- **What to produce**:
Look through the data below and show every line that includes "tree".
+ + + + +
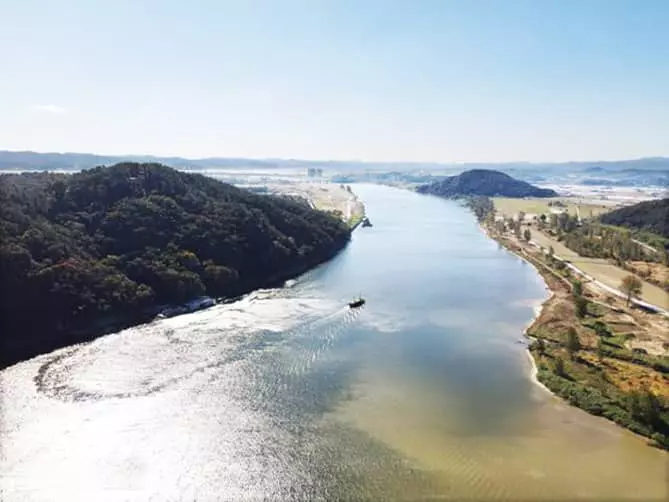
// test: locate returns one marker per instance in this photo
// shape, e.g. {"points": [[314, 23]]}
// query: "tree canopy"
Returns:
{"points": [[652, 216], [115, 242]]}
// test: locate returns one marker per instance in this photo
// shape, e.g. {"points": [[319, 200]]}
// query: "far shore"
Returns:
{"points": [[543, 324]]}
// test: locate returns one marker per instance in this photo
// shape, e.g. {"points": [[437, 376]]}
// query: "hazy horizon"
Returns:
{"points": [[374, 81], [323, 160]]}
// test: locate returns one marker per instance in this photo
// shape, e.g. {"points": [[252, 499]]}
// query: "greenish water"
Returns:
{"points": [[289, 395]]}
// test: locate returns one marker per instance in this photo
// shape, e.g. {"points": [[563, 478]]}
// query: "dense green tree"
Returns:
{"points": [[573, 343], [644, 406], [112, 243]]}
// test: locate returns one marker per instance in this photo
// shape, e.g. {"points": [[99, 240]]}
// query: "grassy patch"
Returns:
{"points": [[605, 402]]}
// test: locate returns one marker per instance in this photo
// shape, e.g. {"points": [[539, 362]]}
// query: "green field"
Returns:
{"points": [[510, 207], [601, 270]]}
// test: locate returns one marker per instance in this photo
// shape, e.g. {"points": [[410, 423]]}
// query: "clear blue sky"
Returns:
{"points": [[414, 80]]}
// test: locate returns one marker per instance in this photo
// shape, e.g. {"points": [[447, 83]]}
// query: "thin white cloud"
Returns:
{"points": [[50, 108]]}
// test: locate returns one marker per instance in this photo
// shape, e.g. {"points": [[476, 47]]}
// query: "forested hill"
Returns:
{"points": [[652, 215], [484, 182], [105, 247]]}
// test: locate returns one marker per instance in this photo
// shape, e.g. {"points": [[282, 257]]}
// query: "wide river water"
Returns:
{"points": [[289, 395]]}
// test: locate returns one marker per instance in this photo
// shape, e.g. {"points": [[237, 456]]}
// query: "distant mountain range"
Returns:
{"points": [[484, 182], [28, 160]]}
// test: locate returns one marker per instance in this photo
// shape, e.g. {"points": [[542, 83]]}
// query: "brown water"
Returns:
{"points": [[288, 395]]}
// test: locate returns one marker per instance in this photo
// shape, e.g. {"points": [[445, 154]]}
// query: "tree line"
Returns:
{"points": [[113, 243]]}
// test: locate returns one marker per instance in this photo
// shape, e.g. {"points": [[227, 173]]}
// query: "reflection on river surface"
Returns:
{"points": [[290, 395]]}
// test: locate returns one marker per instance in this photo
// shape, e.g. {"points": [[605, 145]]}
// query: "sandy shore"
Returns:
{"points": [[327, 197]]}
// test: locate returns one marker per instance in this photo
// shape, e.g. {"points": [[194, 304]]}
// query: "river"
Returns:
{"points": [[289, 395]]}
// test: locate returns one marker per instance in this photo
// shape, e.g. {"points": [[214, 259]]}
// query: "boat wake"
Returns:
{"points": [[262, 333]]}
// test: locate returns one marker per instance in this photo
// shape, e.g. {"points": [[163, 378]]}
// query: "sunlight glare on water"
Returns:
{"points": [[290, 395]]}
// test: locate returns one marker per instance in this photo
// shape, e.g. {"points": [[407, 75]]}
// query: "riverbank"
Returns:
{"points": [[599, 373], [337, 199]]}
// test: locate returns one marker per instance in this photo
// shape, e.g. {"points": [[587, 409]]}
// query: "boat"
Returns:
{"points": [[358, 302]]}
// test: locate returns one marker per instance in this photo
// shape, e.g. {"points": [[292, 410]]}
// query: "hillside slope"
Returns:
{"points": [[484, 182], [106, 247], [652, 216]]}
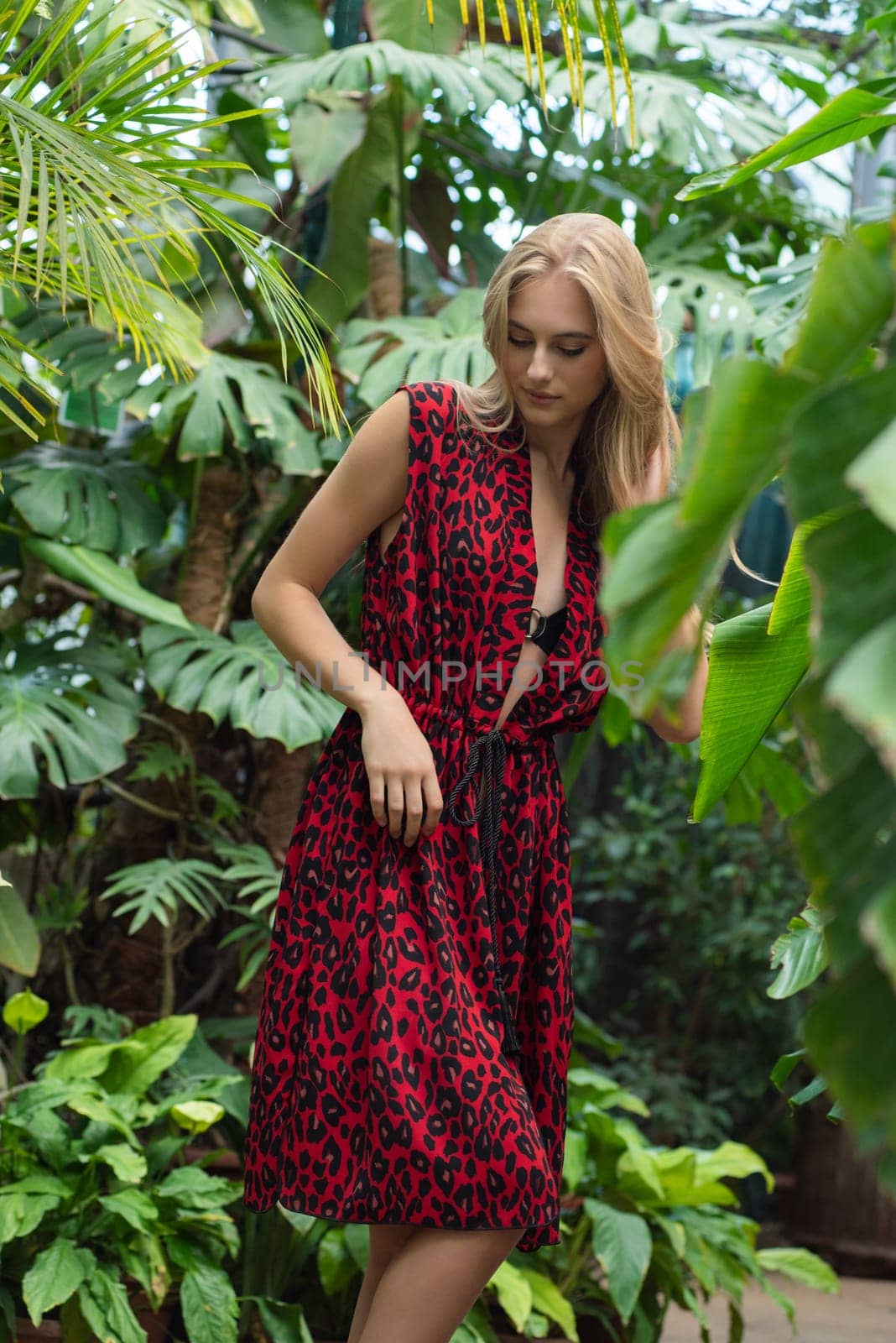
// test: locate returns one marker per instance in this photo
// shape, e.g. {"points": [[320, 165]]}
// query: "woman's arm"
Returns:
{"points": [[365, 488], [685, 635]]}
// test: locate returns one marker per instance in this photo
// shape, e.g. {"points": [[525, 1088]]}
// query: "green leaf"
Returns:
{"points": [[24, 1011], [352, 198], [244, 678], [86, 499], [107, 1309], [801, 953], [210, 1306], [196, 1115], [846, 118], [134, 1208], [69, 704], [514, 1293], [190, 1186], [549, 1299], [105, 577], [878, 927], [623, 1246], [732, 1159], [322, 134], [55, 1275], [873, 473], [864, 689], [801, 1266], [128, 1165]]}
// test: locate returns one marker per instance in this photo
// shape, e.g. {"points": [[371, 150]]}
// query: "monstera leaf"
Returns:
{"points": [[86, 497], [445, 346], [70, 707], [242, 678]]}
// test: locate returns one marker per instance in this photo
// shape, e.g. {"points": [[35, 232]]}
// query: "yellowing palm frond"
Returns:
{"points": [[94, 192]]}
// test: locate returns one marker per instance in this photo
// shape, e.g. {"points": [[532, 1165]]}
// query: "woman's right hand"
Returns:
{"points": [[400, 769]]}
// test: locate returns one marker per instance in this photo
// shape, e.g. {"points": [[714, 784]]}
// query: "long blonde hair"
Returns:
{"points": [[632, 416]]}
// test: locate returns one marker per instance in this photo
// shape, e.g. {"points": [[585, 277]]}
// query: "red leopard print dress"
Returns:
{"points": [[414, 1040]]}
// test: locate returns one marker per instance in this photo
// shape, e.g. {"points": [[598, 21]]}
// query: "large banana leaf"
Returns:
{"points": [[829, 642]]}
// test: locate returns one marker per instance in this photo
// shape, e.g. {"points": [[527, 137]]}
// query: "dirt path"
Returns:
{"points": [[864, 1311]]}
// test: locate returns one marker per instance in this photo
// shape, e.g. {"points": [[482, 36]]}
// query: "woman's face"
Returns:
{"points": [[553, 349]]}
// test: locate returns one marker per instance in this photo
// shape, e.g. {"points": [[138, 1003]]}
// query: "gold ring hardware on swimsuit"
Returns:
{"points": [[539, 629]]}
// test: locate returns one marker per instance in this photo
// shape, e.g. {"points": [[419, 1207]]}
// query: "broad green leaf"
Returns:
{"points": [[24, 1011], [148, 1052], [134, 1208], [322, 134], [801, 1266], [105, 577], [196, 1115], [85, 499], [69, 704], [848, 118], [801, 954], [128, 1165], [732, 1159], [514, 1293], [210, 1306], [549, 1299], [352, 198], [190, 1186], [879, 928], [873, 472], [862, 687], [851, 299], [622, 1242], [107, 1309], [243, 678], [55, 1275], [22, 1212]]}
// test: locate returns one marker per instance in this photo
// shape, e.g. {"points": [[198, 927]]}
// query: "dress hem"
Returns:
{"points": [[293, 1206]]}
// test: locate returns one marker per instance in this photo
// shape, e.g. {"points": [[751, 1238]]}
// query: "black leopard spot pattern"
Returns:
{"points": [[380, 1088]]}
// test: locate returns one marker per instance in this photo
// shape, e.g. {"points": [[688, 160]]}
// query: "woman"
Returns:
{"points": [[414, 1032]]}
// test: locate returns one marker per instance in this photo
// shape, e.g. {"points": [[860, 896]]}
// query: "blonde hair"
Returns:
{"points": [[632, 415]]}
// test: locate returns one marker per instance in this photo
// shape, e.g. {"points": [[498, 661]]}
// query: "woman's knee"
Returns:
{"points": [[385, 1242]]}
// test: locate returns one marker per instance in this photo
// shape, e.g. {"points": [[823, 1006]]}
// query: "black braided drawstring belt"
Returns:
{"points": [[494, 749]]}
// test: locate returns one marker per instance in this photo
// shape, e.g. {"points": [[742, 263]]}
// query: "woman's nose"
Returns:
{"points": [[538, 366]]}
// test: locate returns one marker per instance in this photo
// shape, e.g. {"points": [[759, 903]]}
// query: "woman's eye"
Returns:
{"points": [[571, 353]]}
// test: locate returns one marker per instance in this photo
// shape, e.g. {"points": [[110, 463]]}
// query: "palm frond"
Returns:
{"points": [[91, 183]]}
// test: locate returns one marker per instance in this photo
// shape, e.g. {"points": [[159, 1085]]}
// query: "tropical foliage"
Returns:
{"points": [[232, 232]]}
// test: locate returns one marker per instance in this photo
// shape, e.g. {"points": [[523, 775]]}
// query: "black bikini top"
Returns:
{"points": [[549, 629]]}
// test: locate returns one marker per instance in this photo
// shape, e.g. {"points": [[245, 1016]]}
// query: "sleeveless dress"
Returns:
{"points": [[414, 1031]]}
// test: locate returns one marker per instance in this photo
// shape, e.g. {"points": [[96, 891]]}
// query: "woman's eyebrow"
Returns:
{"points": [[558, 336]]}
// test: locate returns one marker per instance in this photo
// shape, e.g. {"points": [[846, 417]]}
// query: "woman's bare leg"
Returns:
{"points": [[432, 1282], [384, 1242]]}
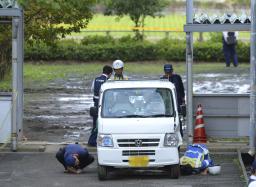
+ + + + +
- **Completed task**:
// query: "tree canopy"
// query: "dense green tree"
// query: "tree line"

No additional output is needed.